**** Source data

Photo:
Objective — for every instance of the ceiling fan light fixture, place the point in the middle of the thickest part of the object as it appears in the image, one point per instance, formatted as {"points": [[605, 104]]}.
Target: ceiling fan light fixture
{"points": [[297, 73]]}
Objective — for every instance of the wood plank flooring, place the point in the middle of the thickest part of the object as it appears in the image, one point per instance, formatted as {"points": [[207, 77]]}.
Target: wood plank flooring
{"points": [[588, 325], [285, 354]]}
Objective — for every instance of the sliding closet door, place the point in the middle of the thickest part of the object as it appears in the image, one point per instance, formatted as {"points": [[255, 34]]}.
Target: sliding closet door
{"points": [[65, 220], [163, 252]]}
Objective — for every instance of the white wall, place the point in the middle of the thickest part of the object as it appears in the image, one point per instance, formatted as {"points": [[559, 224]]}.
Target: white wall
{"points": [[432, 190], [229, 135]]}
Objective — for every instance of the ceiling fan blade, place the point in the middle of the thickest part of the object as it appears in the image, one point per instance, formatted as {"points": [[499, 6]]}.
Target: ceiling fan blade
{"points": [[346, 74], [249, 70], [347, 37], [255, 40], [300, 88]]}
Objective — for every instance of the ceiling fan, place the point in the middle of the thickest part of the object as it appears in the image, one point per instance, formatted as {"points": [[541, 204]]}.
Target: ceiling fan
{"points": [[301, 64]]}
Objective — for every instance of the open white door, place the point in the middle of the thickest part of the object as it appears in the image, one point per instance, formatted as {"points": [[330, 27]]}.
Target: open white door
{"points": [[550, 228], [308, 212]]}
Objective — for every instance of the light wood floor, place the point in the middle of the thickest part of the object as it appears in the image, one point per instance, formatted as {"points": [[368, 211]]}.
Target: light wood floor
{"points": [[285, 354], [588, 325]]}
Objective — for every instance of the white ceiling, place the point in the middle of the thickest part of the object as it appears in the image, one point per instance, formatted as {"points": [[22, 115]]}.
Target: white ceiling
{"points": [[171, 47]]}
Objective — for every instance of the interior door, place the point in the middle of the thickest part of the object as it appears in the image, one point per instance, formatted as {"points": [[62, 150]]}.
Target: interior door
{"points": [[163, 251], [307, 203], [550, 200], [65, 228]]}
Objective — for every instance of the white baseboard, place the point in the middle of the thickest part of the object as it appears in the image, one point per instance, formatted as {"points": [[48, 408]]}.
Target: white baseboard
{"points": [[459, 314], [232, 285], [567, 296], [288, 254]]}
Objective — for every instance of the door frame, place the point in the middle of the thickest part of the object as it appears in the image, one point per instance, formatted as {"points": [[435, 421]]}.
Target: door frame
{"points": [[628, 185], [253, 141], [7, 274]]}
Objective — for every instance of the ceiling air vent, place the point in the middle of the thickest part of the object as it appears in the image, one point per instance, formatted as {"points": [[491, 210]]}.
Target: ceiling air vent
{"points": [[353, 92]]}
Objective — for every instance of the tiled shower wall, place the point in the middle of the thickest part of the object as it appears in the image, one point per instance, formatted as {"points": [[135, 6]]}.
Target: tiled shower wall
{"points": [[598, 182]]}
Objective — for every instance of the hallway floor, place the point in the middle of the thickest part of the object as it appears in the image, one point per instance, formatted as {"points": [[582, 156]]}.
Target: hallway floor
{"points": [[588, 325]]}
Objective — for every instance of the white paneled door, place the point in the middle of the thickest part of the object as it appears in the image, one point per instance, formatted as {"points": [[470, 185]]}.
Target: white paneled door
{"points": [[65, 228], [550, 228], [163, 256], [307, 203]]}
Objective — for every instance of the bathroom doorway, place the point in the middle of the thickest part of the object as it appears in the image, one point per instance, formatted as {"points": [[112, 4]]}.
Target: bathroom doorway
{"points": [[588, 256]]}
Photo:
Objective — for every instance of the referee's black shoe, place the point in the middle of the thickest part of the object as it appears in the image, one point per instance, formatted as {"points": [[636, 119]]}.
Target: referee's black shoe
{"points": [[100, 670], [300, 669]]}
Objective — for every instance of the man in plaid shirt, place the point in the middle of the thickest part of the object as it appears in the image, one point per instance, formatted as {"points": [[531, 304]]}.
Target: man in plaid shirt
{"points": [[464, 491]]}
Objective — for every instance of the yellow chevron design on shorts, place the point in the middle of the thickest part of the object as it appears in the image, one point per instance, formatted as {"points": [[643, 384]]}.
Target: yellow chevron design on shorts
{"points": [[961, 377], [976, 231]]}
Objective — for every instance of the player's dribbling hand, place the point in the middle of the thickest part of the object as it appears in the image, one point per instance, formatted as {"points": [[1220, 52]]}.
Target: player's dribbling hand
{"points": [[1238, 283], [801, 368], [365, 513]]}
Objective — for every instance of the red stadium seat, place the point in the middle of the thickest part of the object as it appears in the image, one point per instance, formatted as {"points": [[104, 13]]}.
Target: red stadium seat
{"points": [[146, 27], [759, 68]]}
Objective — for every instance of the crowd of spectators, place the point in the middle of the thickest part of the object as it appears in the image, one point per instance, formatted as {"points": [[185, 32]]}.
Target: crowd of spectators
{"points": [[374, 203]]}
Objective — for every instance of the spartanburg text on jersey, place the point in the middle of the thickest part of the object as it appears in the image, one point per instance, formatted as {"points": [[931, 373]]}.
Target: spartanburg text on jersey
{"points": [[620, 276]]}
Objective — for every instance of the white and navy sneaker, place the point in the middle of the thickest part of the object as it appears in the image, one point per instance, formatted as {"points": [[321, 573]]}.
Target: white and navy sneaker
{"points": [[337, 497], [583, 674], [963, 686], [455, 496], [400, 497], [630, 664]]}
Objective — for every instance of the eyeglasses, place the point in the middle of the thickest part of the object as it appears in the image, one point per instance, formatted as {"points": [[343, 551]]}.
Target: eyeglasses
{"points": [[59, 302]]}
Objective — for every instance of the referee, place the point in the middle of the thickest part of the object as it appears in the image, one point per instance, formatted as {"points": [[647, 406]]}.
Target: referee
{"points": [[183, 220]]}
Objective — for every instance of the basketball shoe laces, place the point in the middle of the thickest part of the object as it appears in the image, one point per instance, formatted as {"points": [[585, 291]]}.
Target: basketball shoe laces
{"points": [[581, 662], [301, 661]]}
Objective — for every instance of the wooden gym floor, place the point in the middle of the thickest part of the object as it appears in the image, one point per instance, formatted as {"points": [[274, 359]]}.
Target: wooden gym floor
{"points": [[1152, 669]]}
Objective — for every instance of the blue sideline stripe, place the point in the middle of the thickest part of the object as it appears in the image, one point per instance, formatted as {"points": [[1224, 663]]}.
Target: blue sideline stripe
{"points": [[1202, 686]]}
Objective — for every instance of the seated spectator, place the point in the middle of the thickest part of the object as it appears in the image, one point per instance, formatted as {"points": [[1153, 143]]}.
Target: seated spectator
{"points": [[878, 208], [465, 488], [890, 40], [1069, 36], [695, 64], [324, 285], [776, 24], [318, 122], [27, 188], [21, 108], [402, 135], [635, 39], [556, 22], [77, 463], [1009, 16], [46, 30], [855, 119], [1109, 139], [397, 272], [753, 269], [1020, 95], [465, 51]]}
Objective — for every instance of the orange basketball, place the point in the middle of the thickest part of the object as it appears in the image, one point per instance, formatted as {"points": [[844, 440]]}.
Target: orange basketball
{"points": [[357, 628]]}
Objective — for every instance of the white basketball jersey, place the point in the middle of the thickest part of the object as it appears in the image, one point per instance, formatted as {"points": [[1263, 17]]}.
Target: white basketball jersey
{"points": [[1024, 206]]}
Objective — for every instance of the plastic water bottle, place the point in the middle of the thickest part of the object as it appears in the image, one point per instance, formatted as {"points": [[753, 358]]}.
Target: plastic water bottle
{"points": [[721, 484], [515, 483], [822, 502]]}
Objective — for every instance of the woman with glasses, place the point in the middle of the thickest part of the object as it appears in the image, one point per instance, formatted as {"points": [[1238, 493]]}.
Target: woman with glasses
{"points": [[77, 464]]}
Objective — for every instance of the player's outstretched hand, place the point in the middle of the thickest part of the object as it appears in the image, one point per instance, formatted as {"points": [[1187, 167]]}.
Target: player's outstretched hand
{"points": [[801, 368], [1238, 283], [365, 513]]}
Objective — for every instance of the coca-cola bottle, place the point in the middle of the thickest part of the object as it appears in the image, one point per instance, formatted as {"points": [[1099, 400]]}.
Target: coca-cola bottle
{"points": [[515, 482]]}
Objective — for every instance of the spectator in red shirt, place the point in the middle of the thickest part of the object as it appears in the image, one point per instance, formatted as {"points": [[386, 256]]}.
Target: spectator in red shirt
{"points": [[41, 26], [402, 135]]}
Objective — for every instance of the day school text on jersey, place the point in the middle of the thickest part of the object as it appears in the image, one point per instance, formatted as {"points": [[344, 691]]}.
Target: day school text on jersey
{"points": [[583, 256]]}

********

Set task → Beginning with the line that contains "Objective — for every instance of the seated" and continuing through the line that contains "Target: seated spectator", give those rows as a numbered list with blank lines left out.

Response →
1. Objective — for every instance of the seated spectator, place the point in the middle of the thickest part of the object as it appears in the image, one point per instance, formatted as {"points": [[1153, 143]]}.
2. Target: seated spectator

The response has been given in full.